What the exercise asks - Please count how many lines of the data include the word "rear". Give only that number in reply.

Exercise inputs -
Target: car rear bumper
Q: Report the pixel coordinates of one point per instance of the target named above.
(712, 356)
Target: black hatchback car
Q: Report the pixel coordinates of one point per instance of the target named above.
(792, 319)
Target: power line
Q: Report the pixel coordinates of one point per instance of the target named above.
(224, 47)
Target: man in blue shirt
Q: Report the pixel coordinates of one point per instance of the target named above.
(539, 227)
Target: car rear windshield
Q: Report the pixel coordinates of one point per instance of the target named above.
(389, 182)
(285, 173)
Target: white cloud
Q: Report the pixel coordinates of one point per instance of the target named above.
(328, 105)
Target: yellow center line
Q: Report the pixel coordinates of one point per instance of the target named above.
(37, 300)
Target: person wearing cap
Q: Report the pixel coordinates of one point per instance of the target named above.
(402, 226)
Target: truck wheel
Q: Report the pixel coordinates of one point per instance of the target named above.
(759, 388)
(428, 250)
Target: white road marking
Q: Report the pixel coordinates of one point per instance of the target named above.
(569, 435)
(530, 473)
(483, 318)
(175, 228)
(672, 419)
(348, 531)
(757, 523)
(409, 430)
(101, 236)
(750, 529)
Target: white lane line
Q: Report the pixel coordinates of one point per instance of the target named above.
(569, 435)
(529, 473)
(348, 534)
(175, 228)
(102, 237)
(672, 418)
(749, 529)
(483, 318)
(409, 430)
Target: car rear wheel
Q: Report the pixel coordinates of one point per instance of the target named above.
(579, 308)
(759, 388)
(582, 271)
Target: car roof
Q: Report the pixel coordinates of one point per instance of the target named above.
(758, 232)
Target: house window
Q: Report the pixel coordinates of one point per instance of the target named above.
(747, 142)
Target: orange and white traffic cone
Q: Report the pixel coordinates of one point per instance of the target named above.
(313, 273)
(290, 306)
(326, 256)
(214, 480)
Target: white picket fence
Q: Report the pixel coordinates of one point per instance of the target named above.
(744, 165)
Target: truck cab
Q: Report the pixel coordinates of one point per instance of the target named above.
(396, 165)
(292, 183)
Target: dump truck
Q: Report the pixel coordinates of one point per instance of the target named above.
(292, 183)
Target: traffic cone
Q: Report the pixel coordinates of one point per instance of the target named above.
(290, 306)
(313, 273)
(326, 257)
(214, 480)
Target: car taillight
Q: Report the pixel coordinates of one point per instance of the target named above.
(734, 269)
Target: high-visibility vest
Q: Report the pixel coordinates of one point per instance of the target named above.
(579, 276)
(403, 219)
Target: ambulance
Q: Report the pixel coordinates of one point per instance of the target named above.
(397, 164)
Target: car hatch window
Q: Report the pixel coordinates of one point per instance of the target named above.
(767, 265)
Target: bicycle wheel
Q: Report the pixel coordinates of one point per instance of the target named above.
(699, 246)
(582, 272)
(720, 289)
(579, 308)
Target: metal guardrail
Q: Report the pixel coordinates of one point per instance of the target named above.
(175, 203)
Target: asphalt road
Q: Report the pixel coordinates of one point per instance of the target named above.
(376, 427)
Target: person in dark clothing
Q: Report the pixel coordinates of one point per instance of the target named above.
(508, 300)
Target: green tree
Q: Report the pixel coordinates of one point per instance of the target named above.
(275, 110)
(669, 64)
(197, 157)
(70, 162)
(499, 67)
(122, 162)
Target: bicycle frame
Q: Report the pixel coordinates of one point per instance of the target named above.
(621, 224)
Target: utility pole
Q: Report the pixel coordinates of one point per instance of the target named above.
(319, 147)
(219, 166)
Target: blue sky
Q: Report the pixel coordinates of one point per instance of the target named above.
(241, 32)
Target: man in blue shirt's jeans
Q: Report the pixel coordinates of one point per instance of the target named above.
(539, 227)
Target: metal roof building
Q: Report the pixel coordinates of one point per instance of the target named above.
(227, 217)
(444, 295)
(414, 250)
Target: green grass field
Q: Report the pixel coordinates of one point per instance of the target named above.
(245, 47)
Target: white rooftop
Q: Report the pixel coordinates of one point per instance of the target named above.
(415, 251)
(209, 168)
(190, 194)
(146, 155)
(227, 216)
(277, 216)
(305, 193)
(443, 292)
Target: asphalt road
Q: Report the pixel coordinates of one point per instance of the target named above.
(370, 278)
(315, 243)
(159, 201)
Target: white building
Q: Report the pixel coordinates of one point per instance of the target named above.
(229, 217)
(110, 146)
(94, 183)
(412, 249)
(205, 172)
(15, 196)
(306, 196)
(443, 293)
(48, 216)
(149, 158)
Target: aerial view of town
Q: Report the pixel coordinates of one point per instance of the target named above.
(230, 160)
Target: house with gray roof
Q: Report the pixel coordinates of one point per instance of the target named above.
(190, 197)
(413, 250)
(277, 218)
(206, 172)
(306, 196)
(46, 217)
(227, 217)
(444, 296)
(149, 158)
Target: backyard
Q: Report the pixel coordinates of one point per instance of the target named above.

Answer section - 3